#### Task objective:
Return everything from the line containing "According to records, this image contains the pale" down to the line containing "10;6;232;60", both included, copying each line exactly and nothing else.

#### Material:
begin
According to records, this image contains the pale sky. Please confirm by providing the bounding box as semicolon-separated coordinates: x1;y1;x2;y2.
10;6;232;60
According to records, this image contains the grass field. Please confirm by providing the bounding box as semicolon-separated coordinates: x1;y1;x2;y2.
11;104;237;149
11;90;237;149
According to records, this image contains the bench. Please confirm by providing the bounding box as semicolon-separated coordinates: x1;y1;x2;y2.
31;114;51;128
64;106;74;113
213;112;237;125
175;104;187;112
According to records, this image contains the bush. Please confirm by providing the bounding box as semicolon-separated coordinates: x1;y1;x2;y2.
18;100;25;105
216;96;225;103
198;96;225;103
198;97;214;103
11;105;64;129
end
begin
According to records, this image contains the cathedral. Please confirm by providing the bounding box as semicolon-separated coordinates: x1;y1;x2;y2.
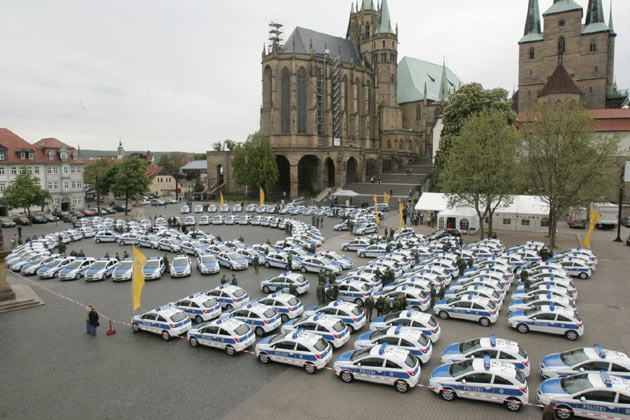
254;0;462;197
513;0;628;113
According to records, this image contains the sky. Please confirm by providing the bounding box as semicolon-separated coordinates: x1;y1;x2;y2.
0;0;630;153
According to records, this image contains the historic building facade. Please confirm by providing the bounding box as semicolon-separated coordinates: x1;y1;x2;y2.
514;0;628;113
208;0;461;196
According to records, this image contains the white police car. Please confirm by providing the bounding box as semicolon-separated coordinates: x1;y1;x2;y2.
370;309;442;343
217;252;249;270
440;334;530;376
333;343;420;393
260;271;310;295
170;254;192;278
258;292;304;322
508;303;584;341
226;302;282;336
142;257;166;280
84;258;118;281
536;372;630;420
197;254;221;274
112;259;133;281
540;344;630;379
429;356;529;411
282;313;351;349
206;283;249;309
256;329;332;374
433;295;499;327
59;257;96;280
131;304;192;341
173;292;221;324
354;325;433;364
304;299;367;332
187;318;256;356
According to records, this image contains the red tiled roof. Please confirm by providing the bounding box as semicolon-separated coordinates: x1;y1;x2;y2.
end
#### Output for this task:
According to records, this image contains the pale sky. Please confirm by providing the bounding box as semicolon-separated coordinates: x1;y1;x2;y2.
10;6;232;60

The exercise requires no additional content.